■ Task objective ■
Reproduce every one of the rows below word for word.

■ Data to process ■
===============
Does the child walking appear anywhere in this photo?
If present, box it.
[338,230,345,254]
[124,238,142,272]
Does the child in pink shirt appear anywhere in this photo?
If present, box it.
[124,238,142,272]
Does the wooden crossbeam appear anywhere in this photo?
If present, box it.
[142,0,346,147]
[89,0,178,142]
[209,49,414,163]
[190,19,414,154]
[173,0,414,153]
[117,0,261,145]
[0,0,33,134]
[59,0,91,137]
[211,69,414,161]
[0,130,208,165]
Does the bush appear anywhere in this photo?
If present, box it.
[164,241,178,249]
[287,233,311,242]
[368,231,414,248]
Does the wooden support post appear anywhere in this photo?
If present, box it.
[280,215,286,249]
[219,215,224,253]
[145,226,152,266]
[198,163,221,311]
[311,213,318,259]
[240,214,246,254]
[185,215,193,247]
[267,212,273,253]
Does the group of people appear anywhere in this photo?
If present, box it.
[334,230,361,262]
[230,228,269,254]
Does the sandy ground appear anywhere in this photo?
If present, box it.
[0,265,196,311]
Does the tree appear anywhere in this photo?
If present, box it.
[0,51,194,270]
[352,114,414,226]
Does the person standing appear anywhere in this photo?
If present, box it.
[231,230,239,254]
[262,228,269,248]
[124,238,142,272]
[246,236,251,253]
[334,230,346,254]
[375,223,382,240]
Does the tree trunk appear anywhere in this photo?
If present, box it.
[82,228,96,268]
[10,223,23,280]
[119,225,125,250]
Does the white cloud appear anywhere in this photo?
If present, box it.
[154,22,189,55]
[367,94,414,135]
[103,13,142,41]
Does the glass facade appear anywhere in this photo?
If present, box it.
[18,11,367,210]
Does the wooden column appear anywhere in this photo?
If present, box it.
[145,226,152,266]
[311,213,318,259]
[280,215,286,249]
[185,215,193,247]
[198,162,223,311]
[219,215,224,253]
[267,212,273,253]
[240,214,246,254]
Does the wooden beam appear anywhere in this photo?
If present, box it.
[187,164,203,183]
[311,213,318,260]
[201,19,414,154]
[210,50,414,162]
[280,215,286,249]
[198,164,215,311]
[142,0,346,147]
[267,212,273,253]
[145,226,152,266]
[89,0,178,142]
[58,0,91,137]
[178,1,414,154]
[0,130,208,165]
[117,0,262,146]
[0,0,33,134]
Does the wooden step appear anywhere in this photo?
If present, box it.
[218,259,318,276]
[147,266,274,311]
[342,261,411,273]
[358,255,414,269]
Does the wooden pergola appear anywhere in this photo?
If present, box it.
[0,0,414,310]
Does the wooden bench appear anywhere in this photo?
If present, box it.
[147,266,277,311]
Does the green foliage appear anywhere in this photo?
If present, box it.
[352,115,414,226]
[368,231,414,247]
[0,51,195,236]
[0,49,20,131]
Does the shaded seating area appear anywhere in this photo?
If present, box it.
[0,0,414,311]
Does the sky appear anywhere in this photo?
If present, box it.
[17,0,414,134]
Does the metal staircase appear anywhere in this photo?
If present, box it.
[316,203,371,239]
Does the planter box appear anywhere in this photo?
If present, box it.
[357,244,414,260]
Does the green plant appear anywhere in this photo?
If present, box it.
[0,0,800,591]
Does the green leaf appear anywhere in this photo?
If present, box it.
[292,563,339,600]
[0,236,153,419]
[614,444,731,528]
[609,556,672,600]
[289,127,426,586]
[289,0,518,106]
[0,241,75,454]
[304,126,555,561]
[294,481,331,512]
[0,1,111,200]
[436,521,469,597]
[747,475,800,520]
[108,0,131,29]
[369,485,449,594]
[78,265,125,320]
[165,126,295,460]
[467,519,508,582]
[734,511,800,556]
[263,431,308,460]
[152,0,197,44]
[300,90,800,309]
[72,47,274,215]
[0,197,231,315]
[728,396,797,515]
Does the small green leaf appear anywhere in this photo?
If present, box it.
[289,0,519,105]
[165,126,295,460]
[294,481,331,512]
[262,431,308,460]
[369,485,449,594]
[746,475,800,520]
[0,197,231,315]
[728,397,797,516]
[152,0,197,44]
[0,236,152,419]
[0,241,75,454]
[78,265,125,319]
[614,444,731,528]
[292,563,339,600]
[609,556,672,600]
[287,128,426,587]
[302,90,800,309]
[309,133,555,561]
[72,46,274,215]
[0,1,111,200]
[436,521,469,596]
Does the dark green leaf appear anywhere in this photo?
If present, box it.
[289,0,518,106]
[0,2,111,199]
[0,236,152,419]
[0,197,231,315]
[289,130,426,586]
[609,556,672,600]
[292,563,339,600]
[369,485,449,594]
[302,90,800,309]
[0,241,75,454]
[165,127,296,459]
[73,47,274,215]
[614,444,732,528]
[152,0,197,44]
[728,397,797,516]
===============
■ Written solution ■
Does the child walking appear anywhere in this photo?
If present, box it.
[338,230,345,254]
[124,238,142,272]
Does the child in pink shirt appear anywhere in this photo?
If present, box it.
[124,238,142,272]
Does the wooden crossbeam appear anywhere in this photo?
If present, box it.
[142,0,346,147]
[89,0,178,142]
[209,49,414,163]
[190,19,414,154]
[173,0,414,153]
[117,0,261,145]
[0,0,33,134]
[59,0,91,137]
[211,69,414,161]
[0,130,208,165]
Does the bush appear anywhere in this photo?
If present, box it.
[164,241,178,249]
[287,233,311,242]
[368,231,414,248]
Does the wooden support post appear anywhere in this photo?
If present, box it.
[280,215,286,249]
[219,215,224,253]
[145,226,152,266]
[198,163,221,311]
[311,213,318,259]
[240,214,246,254]
[185,215,193,247]
[267,212,273,253]
Does the group of people appear anywhere in this photo?
If present, box it.
[334,230,361,262]
[230,228,269,254]
Does the sandy ground appear anywhere in this photo?
If present, box it.
[0,265,196,311]
Does the tree appear anywhere in this photo?
If present, box it.
[0,51,194,270]
[352,114,414,226]
Does the person standing appear anywhere in this photo?
If present, box it.
[231,230,239,254]
[262,228,269,248]
[124,238,142,272]
[246,236,251,253]
[334,230,346,254]
[375,223,382,240]
Does the tree trunk appear anywhere in this photo?
If present, box it.
[82,228,96,268]
[10,223,23,280]
[119,225,125,250]
Does the white cloud appear anywhere in this photo?
If present, box it.
[154,22,189,55]
[367,94,414,135]
[103,13,142,41]
Does the glass facade appear anywhere in this photo?
If present, box it.
[18,11,367,210]
Does the wooden column appear anywhere in this photo?
If present, box it.
[145,226,152,266]
[311,213,318,259]
[280,215,286,249]
[185,215,193,247]
[198,162,223,311]
[219,215,224,253]
[267,212,273,253]
[240,214,246,254]
Does the wooden beam appear anywhere in this photo?
If present, box it.
[187,164,203,183]
[311,213,318,260]
[201,19,414,154]
[210,50,414,162]
[280,215,286,249]
[198,164,215,311]
[142,0,346,147]
[267,212,273,253]
[145,226,152,266]
[89,0,178,142]
[58,0,91,137]
[178,1,414,154]
[0,130,208,165]
[117,0,262,146]
[0,0,33,134]
Does the wooden step appear anywhere in this photo?
If present, box it.
[218,259,318,276]
[147,266,274,311]
[342,261,411,273]
[358,255,414,269]
Does the wooden pergola appear anywhere in this photo?
If present, box it.
[0,0,414,310]
Does the wooden bench appear anywhere in this photo?
If present, box it.
[147,266,277,311]
Does the green foliage appear anywhere in this photo?
If present, box it.
[352,115,414,226]
[368,231,414,247]
[0,51,195,236]
[0,49,20,131]
Does the shaded seating area appear anywhere in this photo?
If present, box it.
[0,0,414,311]
Does the sky appear anywhere in this photo?
If present, box it.
[17,0,414,134]
Does the metal staircase appear anywhere in this photo?
If present, box it.
[316,203,371,239]
Does the planter box appear anywhere in this photo?
If present, box it.
[357,244,414,260]
Does the green plant appear anywhere in this photo?
If present, box it.
[0,0,800,591]
Does the green leaf appear anywhere in this photo?
If present, box it.
[292,563,339,600]
[0,236,153,419]
[614,444,731,528]
[609,556,672,600]
[289,127,426,586]
[289,0,518,106]
[0,241,75,454]
[304,126,555,561]
[294,481,331,512]
[0,1,111,200]
[436,521,469,597]
[747,475,800,520]
[108,0,131,29]
[369,485,449,594]
[78,265,125,320]
[165,126,295,460]
[467,519,508,582]
[734,511,800,556]
[263,431,308,460]
[152,0,197,44]
[300,90,800,309]
[72,47,274,215]
[0,197,231,315]
[728,396,797,515]
Does the small green leaf appear anywhere in this photo?
If present, box it.
[289,0,519,105]
[165,126,295,460]
[294,481,331,512]
[262,431,308,460]
[369,485,449,594]
[746,475,800,520]
[0,197,231,315]
[728,397,797,516]
[152,0,197,44]
[0,236,152,419]
[0,241,75,454]
[78,265,125,319]
[614,444,731,528]
[292,563,339,600]
[609,556,672,600]
[287,128,426,587]
[302,90,800,309]
[309,133,555,561]
[72,46,274,215]
[0,1,111,200]
[436,521,469,596]
Does the dark green leaf appear anywhere in this photo?
If present, box it.
[289,0,518,106]
[0,2,111,199]
[0,236,152,419]
[0,197,231,315]
[289,130,426,586]
[609,556,672,600]
[292,563,339,600]
[369,485,449,594]
[302,90,800,309]
[0,241,75,454]
[165,127,296,459]
[73,47,274,215]
[614,444,732,528]
[152,0,197,44]
[728,397,797,516]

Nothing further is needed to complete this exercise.